Por Audaci Jr
David Small retrata em Cicatrizes (Leya/Barba Negra, 336 páginas) o despertar de seus talentos artísticos durante uma infância de saúde fragilizada e de pais rígidos.
Se alguém perguntasse o que o pequeno David Small queria ser quando crescesse, ele provavelmente responderia: “desenhista”. O autor ganhou notoriedade ilustrando diversos livros infantis, mas até lançar sua autobiográfica em quadrinhos, poucos sabiam o quanto foi tragicamente kafkiano sua própria infância.
Quando somos apresentados aos seus pais, logo percebemos a fúria silenciosa da mãe, descontando nas portas dos armários da cozinha; o pai, médico por formação, sempre descendo ao porão para descontar no saco de boxe um dia inteiro de trabalho. O próprio David por sua vez se expressava ficando doente, com problemas respiratórios.
Sempre pronto para diagnosticar e tratar as enfermidades acometidas, o pai teorizava que usando doses de radiação poderia curar sua asma. Com os anos passando, o quadrinista sentia, além do distante amor materno e da ríspida educação patriarcal, era um caroso crescendo e se alojando em sua garganta.

Dados apresentados
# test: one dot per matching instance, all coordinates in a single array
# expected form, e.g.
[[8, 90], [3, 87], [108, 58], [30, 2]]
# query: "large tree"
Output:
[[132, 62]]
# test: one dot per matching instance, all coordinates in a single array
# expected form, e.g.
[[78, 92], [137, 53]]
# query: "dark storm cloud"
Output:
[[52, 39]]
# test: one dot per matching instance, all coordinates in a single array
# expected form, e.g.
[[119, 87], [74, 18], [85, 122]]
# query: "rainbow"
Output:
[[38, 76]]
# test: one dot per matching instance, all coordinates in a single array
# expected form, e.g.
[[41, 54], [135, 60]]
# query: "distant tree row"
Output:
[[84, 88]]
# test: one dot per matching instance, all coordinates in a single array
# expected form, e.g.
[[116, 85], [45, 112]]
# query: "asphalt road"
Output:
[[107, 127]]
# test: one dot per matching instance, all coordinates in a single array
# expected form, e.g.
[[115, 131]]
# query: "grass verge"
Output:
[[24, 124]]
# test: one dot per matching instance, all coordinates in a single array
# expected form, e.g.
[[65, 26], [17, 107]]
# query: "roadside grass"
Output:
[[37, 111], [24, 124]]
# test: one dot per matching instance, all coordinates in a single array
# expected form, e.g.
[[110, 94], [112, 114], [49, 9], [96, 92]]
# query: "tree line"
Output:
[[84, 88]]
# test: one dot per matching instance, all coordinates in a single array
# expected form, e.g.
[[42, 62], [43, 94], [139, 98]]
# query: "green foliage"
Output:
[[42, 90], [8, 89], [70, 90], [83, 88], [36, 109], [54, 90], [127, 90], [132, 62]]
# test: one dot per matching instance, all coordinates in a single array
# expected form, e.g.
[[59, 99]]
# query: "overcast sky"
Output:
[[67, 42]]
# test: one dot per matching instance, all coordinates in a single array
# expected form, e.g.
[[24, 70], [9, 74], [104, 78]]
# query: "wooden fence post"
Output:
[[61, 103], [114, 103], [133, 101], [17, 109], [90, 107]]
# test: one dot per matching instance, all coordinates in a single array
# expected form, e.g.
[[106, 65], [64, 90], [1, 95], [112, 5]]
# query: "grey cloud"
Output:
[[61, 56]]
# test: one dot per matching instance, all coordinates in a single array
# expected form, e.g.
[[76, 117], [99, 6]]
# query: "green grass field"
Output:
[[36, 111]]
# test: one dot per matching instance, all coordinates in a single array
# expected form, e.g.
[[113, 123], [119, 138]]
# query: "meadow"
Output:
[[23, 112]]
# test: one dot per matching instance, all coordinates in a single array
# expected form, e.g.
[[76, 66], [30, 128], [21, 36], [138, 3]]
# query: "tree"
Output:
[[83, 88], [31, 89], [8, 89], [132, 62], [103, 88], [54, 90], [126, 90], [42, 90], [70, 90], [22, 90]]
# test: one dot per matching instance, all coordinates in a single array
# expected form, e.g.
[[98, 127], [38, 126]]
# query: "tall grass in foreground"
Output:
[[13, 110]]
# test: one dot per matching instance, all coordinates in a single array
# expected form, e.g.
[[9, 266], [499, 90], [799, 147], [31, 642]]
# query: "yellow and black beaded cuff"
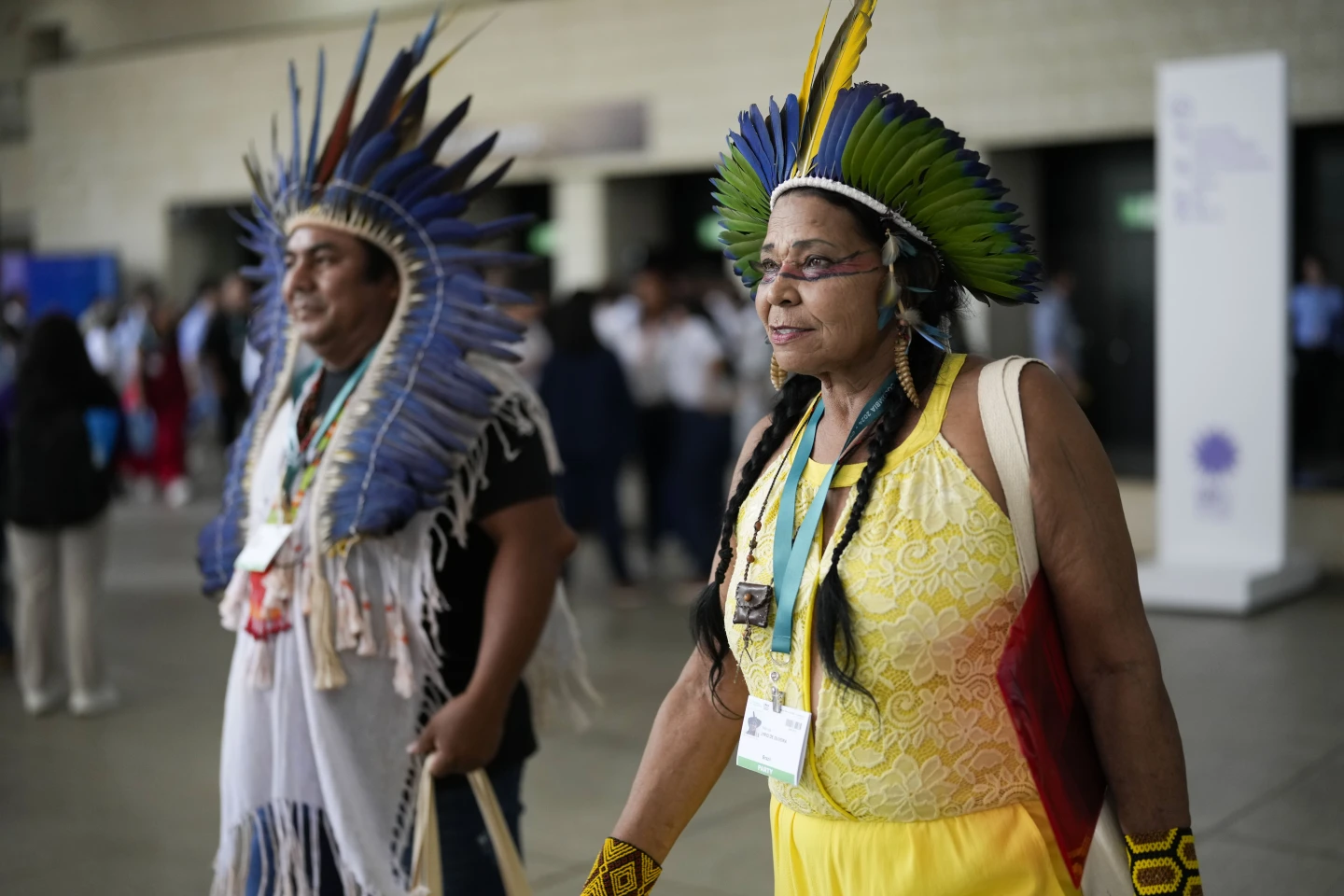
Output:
[[1164, 862], [622, 869]]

Enunciado
Transcreva do texto sobre Cicatrizes tudo o que vai de "Se alguém perguntasse" até "com problemas respiratórios.", sem mudar nada. Não é preciso usar os dados.

Resposta
Se alguém perguntasse o que o pequeno David Small queria ser quando crescesse, ele provavelmente responderia: “desenhista”. O autor ganhou notoriedade ilustrando diversos livros infantis, mas até lançar sua autobiográfica em quadrinhos, poucos sabiam o quanto foi tragicamente kafkiano sua própria infância.
Quando somos apresentados aos seus pais, logo percebemos a fúria silenciosa da mãe, descontando nas portas dos armários da cozinha; o pai, médico por formação, sempre descendo ao porão para descontar no saco de boxe um dia inteiro de trabalho. O próprio David por sua vez se expressava ficando doente, com problemas respiratórios.